======== Page excerpt ========
For non-deployed service members, income includes benefits paid directly to the service member, such as food and clothing allowances. Income also includes housing allowances for households living off-base in the general commercial or private real estate market.
For deployed service members, income only includes the portion of a deployed service member’s income made available to the household by the deployed service member, (or on their behalf). For more information, see: SP 06-2010, CACFP 03-2010, SFSP 04-2010: Exclusion of Military Combat Pay, https://www.fns.usda.gov/cacfp-03-2010r-exclusion-military-combat-pay.
- Payments under the Agent Orange Compensation Exclusion Act, P.L. 101-201.
- Family Subsistence Supplemental Allowance (FSSA). See: SP 30-2006, CACFP 14-2006, SFSP 07-2006: U.S. Armed Forces Family Supplemental Subsistence Allowance – Permanently Excluded from Income Consideration for the Child Nutrition Programs, https://www.fns.usda.gov/us-armed-forces-family-supplemental-subsistence-allowance-%E2%80%93-permanently-excluded-income-1.
========
- **What is expected**
Continue the excerpt on counting military pay as household income, starting right after its last line.
======== Source material ========
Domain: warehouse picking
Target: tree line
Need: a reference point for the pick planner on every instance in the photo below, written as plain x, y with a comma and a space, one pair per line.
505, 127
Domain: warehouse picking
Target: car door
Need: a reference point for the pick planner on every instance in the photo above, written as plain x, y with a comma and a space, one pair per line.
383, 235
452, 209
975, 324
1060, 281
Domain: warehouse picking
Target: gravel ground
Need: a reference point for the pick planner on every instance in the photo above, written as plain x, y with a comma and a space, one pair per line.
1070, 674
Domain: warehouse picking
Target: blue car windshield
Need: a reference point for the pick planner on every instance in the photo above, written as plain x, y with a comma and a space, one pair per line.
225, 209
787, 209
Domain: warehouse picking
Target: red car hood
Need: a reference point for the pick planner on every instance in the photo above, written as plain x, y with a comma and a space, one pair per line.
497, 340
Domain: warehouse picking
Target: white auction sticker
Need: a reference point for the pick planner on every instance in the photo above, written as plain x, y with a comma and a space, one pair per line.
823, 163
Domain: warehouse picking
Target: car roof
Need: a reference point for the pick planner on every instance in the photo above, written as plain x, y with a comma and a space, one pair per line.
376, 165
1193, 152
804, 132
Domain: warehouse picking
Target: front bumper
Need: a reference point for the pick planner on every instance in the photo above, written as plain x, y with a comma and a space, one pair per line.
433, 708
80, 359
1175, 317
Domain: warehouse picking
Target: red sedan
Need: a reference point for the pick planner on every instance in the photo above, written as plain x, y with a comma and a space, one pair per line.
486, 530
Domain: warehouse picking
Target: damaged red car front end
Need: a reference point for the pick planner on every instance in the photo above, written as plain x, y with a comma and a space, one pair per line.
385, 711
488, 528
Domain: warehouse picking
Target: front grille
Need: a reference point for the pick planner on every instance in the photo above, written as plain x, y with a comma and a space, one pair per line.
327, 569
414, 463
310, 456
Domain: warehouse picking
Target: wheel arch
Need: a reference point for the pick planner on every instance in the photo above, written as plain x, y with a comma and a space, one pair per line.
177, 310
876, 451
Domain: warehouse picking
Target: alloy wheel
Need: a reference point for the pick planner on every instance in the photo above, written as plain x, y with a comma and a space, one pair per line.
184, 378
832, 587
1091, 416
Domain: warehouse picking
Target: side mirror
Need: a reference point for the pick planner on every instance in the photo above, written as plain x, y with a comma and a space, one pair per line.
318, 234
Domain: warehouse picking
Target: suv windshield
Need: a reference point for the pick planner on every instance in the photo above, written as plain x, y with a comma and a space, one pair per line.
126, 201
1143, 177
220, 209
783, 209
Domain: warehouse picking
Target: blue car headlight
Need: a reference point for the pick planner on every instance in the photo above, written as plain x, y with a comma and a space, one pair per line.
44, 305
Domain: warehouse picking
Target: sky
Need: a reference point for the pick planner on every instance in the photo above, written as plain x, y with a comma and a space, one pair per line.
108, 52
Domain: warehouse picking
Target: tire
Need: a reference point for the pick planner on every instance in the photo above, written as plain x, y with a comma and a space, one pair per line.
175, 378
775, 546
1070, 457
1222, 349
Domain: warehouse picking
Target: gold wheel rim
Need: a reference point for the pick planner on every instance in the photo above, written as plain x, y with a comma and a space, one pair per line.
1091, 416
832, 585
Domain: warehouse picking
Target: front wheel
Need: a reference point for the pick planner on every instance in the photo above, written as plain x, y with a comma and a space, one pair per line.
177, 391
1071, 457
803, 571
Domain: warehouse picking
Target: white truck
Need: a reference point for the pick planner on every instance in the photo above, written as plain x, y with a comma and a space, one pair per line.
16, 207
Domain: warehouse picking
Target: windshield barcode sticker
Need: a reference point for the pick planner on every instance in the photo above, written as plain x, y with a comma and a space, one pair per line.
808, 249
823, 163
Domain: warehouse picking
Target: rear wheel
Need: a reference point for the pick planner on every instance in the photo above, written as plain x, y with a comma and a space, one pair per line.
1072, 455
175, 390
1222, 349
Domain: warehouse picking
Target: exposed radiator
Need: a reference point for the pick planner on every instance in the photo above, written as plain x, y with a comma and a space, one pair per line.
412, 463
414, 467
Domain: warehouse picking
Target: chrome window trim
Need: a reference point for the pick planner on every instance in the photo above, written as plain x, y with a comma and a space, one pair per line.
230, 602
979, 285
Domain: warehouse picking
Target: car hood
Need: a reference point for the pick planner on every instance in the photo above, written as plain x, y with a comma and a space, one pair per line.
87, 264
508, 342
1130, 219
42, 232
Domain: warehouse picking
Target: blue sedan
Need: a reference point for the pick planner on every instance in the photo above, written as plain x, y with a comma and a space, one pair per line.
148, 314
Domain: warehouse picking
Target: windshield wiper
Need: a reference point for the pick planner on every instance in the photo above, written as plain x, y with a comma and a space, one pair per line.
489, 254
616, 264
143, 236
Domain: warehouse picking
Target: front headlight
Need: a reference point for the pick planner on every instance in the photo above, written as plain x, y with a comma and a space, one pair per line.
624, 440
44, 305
========
- **Result for this exercise**
- Privatized housing allowances to service members living in housing covered under the Military Housing Privatization Initiative. (See: Department of Defense (DOD) Military Housing Privatization for a description of this type of housing, http://www.acq.osd.mil/housing/).
Combat Pay to be excluded as reportable income:
- Deployment Extension Incentive Pay (DEIP) given to active-duty service members who agree to extend their military service by completing deployment with their units without re-enlisting. This exemption applies only until the service members return to their home station. DEIP payments provided to service members who are not considered deployed are not exempt.
- Also exclude combat pay:
- Received in addition to the service member’s basic pay;
- Received as a result of deployment to (or service in) an area that has been designated as a combat zone; and
- Not received by the service member prior to deployment to or service in the designated combat zone.
Medicaid or Medicare information on an application for meal benefits does not qualify students for free or reduced price meals. Only students and extension to other household members may be provided free meal benefits based on Medicaid if found during the DCMP. The only eligible Medicaid students reside in the DCMP data. If you find two records for a child in the DCMP data- one for SNAP and one for Medicaid, you should certify the student free eligible based on SNAP, as DCMP SNAP is the highest level of free eligibility in Child Nutrition Programs.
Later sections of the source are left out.